- [INSTRUCTIONS TO FOLLOW]
Output all records exactly, with no images.

- [RECORDS]
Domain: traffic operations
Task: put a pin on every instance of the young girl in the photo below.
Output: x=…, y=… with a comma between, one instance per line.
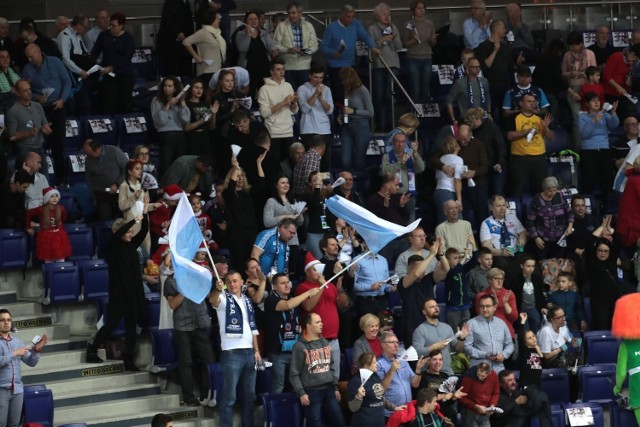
x=52, y=241
x=204, y=220
x=203, y=119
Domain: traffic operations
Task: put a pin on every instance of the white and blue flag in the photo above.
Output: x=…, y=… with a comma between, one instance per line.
x=193, y=280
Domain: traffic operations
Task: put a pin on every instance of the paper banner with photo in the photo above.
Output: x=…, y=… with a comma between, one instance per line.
x=446, y=74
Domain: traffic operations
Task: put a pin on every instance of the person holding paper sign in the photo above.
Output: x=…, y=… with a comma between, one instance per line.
x=13, y=352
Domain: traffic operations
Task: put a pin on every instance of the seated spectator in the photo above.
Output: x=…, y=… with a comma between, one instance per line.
x=483, y=391
x=489, y=341
x=434, y=335
x=397, y=375
x=104, y=171
x=520, y=404
x=369, y=342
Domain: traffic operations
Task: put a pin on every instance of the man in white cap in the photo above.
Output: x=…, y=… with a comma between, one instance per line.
x=324, y=303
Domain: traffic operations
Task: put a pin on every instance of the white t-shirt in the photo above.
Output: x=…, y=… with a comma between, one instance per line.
x=446, y=182
x=246, y=341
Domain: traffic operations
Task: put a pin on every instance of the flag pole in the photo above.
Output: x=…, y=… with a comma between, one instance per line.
x=213, y=264
x=357, y=260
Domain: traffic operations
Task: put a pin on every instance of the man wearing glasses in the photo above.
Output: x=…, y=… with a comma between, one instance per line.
x=13, y=350
x=489, y=339
x=282, y=326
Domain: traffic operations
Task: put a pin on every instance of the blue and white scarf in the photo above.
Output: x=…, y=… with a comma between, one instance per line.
x=233, y=320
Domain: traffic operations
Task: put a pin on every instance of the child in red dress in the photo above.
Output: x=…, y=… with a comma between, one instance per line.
x=52, y=241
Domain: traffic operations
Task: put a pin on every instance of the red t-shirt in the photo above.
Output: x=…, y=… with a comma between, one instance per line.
x=327, y=308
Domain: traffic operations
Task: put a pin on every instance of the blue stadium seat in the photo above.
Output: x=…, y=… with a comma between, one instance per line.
x=61, y=282
x=621, y=417
x=282, y=410
x=132, y=130
x=596, y=411
x=600, y=347
x=555, y=382
x=38, y=407
x=94, y=278
x=81, y=237
x=215, y=381
x=14, y=249
x=101, y=128
x=595, y=383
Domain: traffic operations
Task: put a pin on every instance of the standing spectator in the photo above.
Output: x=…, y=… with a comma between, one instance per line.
x=316, y=107
x=476, y=28
x=116, y=47
x=549, y=218
x=483, y=391
x=313, y=377
x=527, y=133
x=104, y=170
x=101, y=23
x=278, y=102
x=170, y=115
x=595, y=157
x=434, y=335
x=355, y=133
x=574, y=65
x=418, y=37
x=126, y=294
x=212, y=48
x=282, y=327
x=26, y=123
x=295, y=39
x=256, y=51
x=489, y=341
x=191, y=324
x=469, y=91
x=518, y=33
x=46, y=72
x=15, y=352
x=397, y=375
x=176, y=24
x=386, y=36
x=339, y=47
x=239, y=341
x=497, y=63
x=405, y=165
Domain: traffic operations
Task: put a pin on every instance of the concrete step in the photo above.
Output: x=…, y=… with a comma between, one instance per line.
x=42, y=374
x=126, y=412
x=23, y=308
x=8, y=297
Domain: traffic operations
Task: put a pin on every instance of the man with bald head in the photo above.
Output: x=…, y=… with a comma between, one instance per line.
x=46, y=73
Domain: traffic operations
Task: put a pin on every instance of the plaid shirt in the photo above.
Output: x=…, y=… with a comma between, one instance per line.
x=548, y=219
x=297, y=34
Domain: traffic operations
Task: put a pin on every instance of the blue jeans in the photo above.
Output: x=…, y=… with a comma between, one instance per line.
x=355, y=137
x=238, y=365
x=382, y=99
x=279, y=370
x=419, y=76
x=11, y=407
x=323, y=400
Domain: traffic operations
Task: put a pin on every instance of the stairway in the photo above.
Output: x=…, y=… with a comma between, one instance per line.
x=101, y=395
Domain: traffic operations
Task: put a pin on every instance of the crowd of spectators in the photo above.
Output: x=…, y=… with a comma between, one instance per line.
x=284, y=292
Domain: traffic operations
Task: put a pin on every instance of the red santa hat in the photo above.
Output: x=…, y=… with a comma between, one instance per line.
x=48, y=192
x=310, y=261
x=172, y=192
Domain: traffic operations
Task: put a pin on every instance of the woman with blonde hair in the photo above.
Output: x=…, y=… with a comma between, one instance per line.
x=355, y=133
x=241, y=219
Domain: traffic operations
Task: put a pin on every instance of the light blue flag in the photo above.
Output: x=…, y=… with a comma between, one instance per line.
x=193, y=280
x=375, y=231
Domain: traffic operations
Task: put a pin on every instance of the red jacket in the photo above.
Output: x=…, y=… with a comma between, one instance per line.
x=484, y=393
x=628, y=223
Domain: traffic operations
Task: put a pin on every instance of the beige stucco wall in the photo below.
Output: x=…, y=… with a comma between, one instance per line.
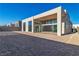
x=63, y=25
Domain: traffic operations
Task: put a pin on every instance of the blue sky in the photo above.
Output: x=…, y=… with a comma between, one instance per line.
x=12, y=12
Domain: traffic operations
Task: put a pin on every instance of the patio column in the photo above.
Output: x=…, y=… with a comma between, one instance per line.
x=22, y=27
x=59, y=26
x=33, y=24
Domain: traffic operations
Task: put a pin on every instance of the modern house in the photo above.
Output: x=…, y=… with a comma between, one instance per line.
x=55, y=21
x=75, y=25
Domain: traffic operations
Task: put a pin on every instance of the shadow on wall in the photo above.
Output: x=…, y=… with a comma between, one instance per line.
x=5, y=28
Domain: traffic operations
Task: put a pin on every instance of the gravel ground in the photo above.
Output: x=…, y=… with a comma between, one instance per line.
x=14, y=44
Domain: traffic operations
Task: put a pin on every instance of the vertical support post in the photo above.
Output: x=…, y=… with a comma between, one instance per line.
x=59, y=17
x=22, y=27
x=33, y=24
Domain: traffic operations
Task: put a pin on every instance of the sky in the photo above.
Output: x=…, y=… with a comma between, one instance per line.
x=12, y=12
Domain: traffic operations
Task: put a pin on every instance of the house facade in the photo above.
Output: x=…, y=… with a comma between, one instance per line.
x=55, y=21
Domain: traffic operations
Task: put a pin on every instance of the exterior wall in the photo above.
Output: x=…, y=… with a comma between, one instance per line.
x=63, y=24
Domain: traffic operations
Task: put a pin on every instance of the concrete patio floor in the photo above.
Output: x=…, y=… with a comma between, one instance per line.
x=69, y=38
x=16, y=44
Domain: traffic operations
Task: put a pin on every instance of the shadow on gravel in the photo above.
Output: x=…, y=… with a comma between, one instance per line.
x=25, y=45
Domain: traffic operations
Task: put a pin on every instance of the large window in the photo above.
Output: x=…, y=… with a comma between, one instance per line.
x=30, y=26
x=49, y=28
x=51, y=21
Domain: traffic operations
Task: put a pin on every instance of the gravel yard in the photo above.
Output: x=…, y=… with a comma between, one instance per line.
x=14, y=44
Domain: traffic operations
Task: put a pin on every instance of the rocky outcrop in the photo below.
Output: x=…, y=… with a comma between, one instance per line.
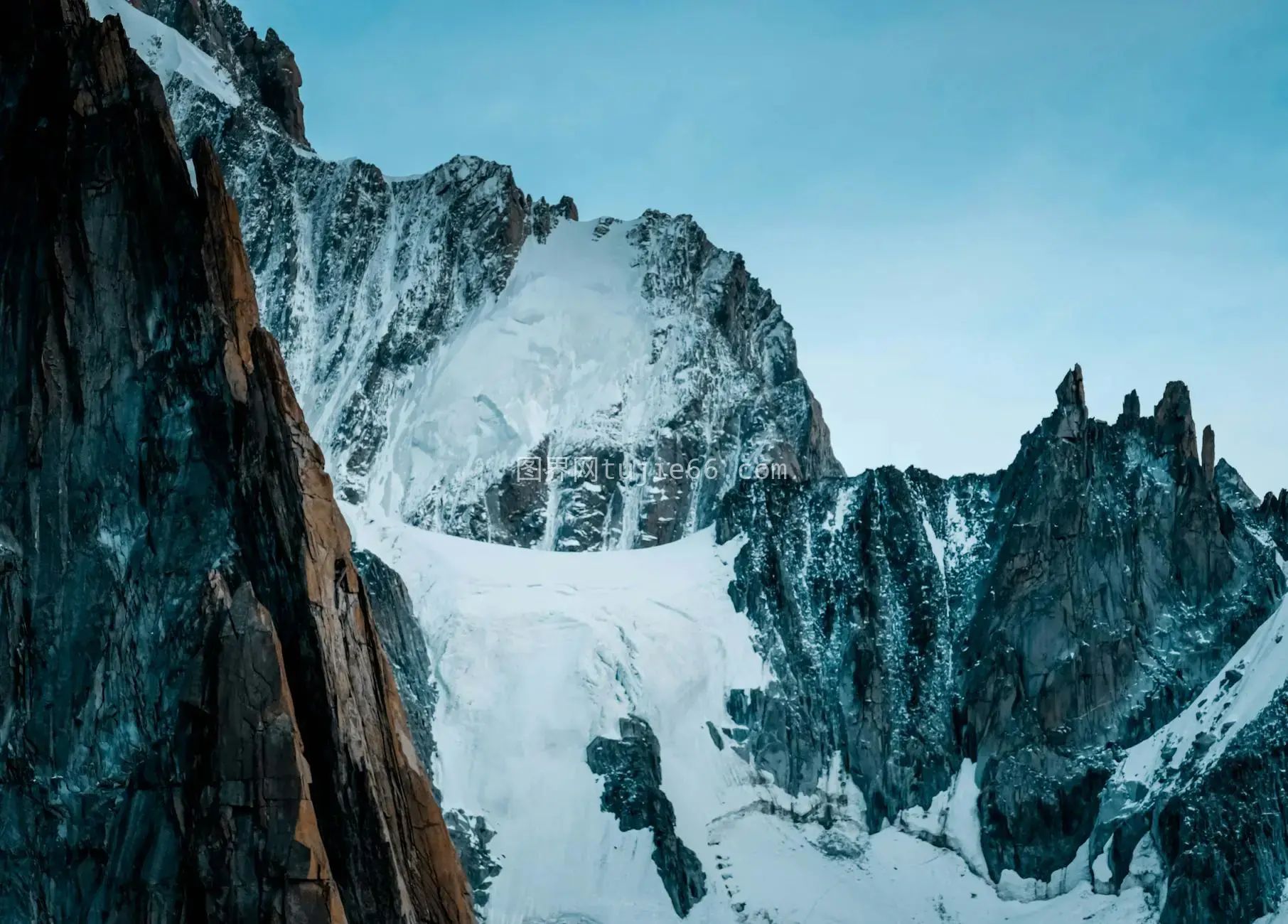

- [ANSWER SECTION]
Domain: traffic operations
Task: put a pin on every instance of the young girl in the photo below.
Output: x=…, y=… with a comma between, one instance per line.
x=52, y=241
x=204, y=220
x=203, y=119
Domain: traffic operations
Task: put a pin on every instance of the white and blue flag in the photo above.
Output: x=…, y=… with a comma between, one instance per line.
x=193, y=280
Domain: traffic operations
Task: put a pin on every instance of the paper banner with photo in the photo above.
Output: x=…, y=… with a comma between, one instance per line.
x=446, y=74
Domain: traffic operations
Task: put a pin on every instance of the person holding paper sign in the photo above.
Output: x=…, y=… with a comma between, one instance per line.
x=13, y=352
Domain: traffic operations
Task: put a pin on every instance of the seated spectator in the photo above.
Output: x=…, y=… with a comma between, one instance per line.
x=483, y=391
x=489, y=341
x=434, y=335
x=397, y=375
x=104, y=171
x=520, y=404
x=369, y=342
Domain: traffic operations
Task: put a pin on every instance of the man in white cap in the photo above.
Output: x=…, y=… with a comma between, one instance per line.
x=324, y=303
Domain: traffic operations
Task: put a pin on every instance of the white t-shirt in the photo above.
Output: x=…, y=… with a comma between, one instance per line.
x=446, y=182
x=246, y=341
Domain: traffic operations
Task: put a pin on every instance of the flag pole in the photo above.
Output: x=…, y=… with a comma between, one instance per line.
x=213, y=264
x=357, y=260
Domain: traffic operations
Task: put a pin on every instance of the man wearing glasses in the photo above.
Output: x=…, y=… with a comma between, one instance per line.
x=13, y=350
x=489, y=339
x=282, y=326
Domain: traffic operations
Task: put a pin on every instance of the blue and white scarf in the photo above.
Output: x=…, y=… with a comma between, one instance per line.
x=233, y=320
Domain: traffic operations
Task: put a pin on every instance of the child in red dress in the photo above.
Output: x=…, y=… with a comma between, one instance per line.
x=52, y=241
Domain: traffic operations
Task: put a pin on every instance of the red t-shirt in the photo above.
Output: x=…, y=… with a comma between, one instance per line.
x=327, y=308
Domain: traffic operations
Task: put a pin on every instance of the blue stadium seat in the photo above.
Output: x=…, y=… with a comma between, one instance per line.
x=61, y=282
x=621, y=417
x=282, y=410
x=132, y=130
x=596, y=411
x=600, y=347
x=555, y=382
x=38, y=407
x=94, y=278
x=81, y=237
x=215, y=381
x=14, y=249
x=101, y=128
x=595, y=383
Domain: traffic operations
Task: put a pin on every instance of the standing spectator in the photo above.
Output: x=…, y=… with a comma between, one instance per line.
x=316, y=107
x=476, y=28
x=116, y=47
x=549, y=218
x=483, y=391
x=313, y=377
x=527, y=133
x=104, y=170
x=101, y=23
x=278, y=102
x=170, y=115
x=595, y=157
x=434, y=335
x=355, y=133
x=574, y=65
x=418, y=37
x=126, y=294
x=212, y=48
x=282, y=327
x=26, y=123
x=295, y=39
x=256, y=51
x=489, y=341
x=191, y=324
x=469, y=91
x=518, y=33
x=46, y=72
x=15, y=352
x=397, y=375
x=176, y=24
x=386, y=36
x=339, y=47
x=239, y=341
x=497, y=63
x=405, y=165
Domain: traffic operations
Task: put a pin on every instance of the concrete step in the photo above.
Output: x=…, y=… with a comma between, one instance per line.
x=42, y=374
x=126, y=412
x=23, y=308
x=8, y=297
Domain: traffic operations
Task: put a pin on every instance of the man with bald head in the photo above.
Output: x=…, y=… with a comma between, one instance per line.
x=46, y=73
Domain: traffic operations
Task: put a pin on every instance of the plaid shirt in the photo above.
Output: x=…, y=… with a comma between, one instance per line.
x=548, y=219
x=297, y=34
Domain: traffic operations
Task: put a pin on every instance of the blue jeans in the photo above.
Output: x=…, y=… with a comma between, one instance per line.
x=355, y=137
x=238, y=365
x=382, y=99
x=279, y=370
x=419, y=76
x=11, y=407
x=323, y=400
Domain: traffic operations
Task: put a pin on every instance of the stairway in the photo above.
Output: x=…, y=… with a comma between, one instance per line.
x=101, y=395
Domain: traffic operations
Task: put a pin on every instance of the crowd of spectators in the photo above.
Output: x=…, y=… with a comma between, one instance per line.
x=284, y=292
Domain: traffic operations
Task: put a pin on every instance of the red santa hat in the photo above.
Output: x=…, y=… with a comma between, one instance per line.
x=48, y=192
x=310, y=261
x=172, y=192
Domain: traffic operations
Task: put a pin on every instance of the woman with blonde hair in the photo above.
Output: x=…, y=… with a comma between, one instance per line.
x=355, y=133
x=241, y=219
Domain: traffic operations
Task: put a pin on every instance of the light blue flag in the photo above.
Output: x=…, y=… with a comma between, one instance per line.
x=193, y=280
x=375, y=231
Domain: traffic operations
Task: put a pin on every instance of the red jacket in the photo above.
Output: x=…, y=… with a comma between, one instance per line.
x=484, y=393
x=628, y=223
Domain: traffic operations
Task: put a pin on every instance of the beige stucco wall in the photo below.
Output: x=…, y=… with a comma between, one instance per line.
x=63, y=25
Domain: traffic operations
Task: put a pin on every instance of the blue sky in the photo above.
Output: x=…, y=… with a comma between, one instance per line.
x=12, y=12
Domain: traffic operations
Task: put a pin on every instance of the patio column in the photo above.
Output: x=…, y=… with a comma between, one instance per line.
x=22, y=27
x=59, y=26
x=33, y=24
Domain: traffic operations
Task: put a pin on every instance of the modern house in the photo above.
Output: x=…, y=… with a comma between, one instance per line.
x=55, y=21
x=75, y=25
Domain: traffic operations
Task: put a pin on every instance of the shadow on wall in the photo above.
Output: x=…, y=… with a comma between, one instance per line.
x=5, y=28
Domain: traffic operations
Task: put a pin on every instance of the gravel ground in the photo above.
Output: x=…, y=… with a comma between, one instance per line.
x=14, y=44
Domain: traffic operations
Task: put a pin on every instance of the vertical support post in the photo above.
Output: x=…, y=… with a comma between, one instance per line.
x=59, y=17
x=22, y=27
x=33, y=24
Domain: traffic operations
Task: put a pin on every instance of the sky in the photo above.
Output: x=…, y=… with a comma between, one instance per line.
x=12, y=12
Domain: traffic operations
Task: put a pin on every instance of the house facade in the photo above.
Output: x=…, y=… with a comma between, one instance per line.
x=55, y=21
Domain: traffic operations
Task: put a pin on every instance of the exterior wall in the photo above.
Output: x=…, y=… with a comma between, one instance per line.
x=63, y=24
Domain: traffic operations
Task: put a pin on every instance of the concrete patio floor in the photo above.
Output: x=…, y=… with a comma between, one instance per line.
x=69, y=38
x=16, y=44
Domain: traffic operations
Task: put a pin on every instance of the shadow on gravel in the photo above.
Output: x=…, y=… with a comma between, one instance per line.
x=25, y=45
Domain: traffic operations
Task: put a pin on every instance of the large window in the photo above.
Output: x=…, y=… with a comma between, one instance per line.
x=30, y=26
x=49, y=28
x=51, y=21
Domain: traffic operations
Task: put a pin on every instance of the gravel yard in the photo above.
Output: x=…, y=… with a comma between, one instance per line.
x=14, y=44
Domain: traffic operations
Task: put a pin on every instance of the rocky outcrop in the photo below.
Output: x=…, y=… with a comma between, one instance per line.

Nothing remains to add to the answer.